Each line of the material below should be reproduced exactly.

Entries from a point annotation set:
______
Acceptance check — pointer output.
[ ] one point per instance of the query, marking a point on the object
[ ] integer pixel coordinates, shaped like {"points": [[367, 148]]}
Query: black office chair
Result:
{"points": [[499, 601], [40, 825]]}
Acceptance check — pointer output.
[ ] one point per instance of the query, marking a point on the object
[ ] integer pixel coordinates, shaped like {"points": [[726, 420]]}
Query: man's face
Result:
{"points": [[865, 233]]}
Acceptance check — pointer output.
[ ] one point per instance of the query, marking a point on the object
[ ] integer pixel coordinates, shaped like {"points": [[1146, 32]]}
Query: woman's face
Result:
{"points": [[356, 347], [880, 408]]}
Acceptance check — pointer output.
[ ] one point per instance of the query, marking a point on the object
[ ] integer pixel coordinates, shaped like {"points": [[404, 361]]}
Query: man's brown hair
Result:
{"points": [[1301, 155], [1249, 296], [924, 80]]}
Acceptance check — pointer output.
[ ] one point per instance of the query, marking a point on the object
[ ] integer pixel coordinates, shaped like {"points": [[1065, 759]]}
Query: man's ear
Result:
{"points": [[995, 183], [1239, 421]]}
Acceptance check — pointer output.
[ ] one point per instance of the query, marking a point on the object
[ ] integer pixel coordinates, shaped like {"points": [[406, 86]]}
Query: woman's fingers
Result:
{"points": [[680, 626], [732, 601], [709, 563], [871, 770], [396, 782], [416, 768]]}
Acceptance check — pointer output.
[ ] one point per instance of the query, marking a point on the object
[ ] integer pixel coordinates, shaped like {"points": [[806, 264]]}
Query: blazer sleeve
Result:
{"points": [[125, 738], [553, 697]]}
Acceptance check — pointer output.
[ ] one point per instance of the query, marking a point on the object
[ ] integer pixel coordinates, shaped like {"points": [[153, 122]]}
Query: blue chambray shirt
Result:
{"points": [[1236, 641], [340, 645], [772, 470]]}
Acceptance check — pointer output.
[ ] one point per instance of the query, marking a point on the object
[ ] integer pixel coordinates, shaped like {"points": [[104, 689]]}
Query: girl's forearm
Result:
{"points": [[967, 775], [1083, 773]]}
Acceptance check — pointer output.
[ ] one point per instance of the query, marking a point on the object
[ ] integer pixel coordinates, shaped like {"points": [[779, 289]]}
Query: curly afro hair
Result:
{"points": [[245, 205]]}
______
| PROBLEM SOLUTION |
Acceptance check — pointer output.
[ ] one point per instance of the query, marking a point on the object
[ ] integer pixel coordinates, shaped like {"points": [[367, 148]]}
Query: black office chair
Result:
{"points": [[499, 601], [40, 825]]}
Acceptance check — pointer output.
[ ] one point per instance of the query, marking a point on the object
[ ] integer pixel coordinates, shaped like {"points": [[726, 420]]}
Query: man's face
Result:
{"points": [[865, 233]]}
Acceptance check — pointer output.
[ ] one point per instance of the query, marking a point on the object
[ ] integer pixel coordinates, shaped like {"points": [[1146, 32]]}
Query: woman's face
Result:
{"points": [[356, 347], [880, 408]]}
Acceptance check — pointer output.
[ ] one point per instance of the query, marking a point on the object
[ ] integer pixel coordinates, shaped like {"points": [[404, 361]]}
Query: man's brown hair
Result:
{"points": [[1301, 155], [1249, 296], [924, 80]]}
Acceptance check — pointer output.
[ ] one point per instance of the query, marking a point on the object
[ ] integer pixel coordinates, shaped like {"points": [[1065, 759]]}
Query: man's ear
Result:
{"points": [[995, 183], [1239, 421]]}
Acceptance check — pointer output.
[ ] one point per instance of the query, marking a point on the object
[ ] integer pixel coordinates, shaped like {"points": [[406, 86]]}
Query: woman's fingers
Result:
{"points": [[680, 626], [732, 601], [709, 563], [871, 770], [396, 782], [416, 768]]}
Acceptance check — pointer output.
[ ] one point per instance of the query, marking a point on the object
[ ] integer pixel coordinates, shaped like {"points": [[806, 264]]}
Query: blazer sleeve
Result:
{"points": [[125, 738], [553, 697]]}
Acceptance check — pointer output.
[ ] one point per instance of the query, marking a point on the object
[ ] integer pixel coordinates, shaped like {"points": [[153, 122]]}
Query: blue chambray shirt
Result:
{"points": [[1236, 641], [340, 645], [772, 470]]}
Acceptance check — pointer output.
[ ] one point per instance of the query, marking a point on the object
[ ] integer pixel coordinates, shaped like {"points": [[104, 689]]}
Query: girl's forearm
Result:
{"points": [[967, 775], [1083, 773]]}
Acceptance check — pointer output.
[ ] one point per instance of the query, marking a point on the object
[ ] integer pixel coordinates, shaped like {"points": [[779, 289]]}
Query: curly afro hair
Result:
{"points": [[245, 205]]}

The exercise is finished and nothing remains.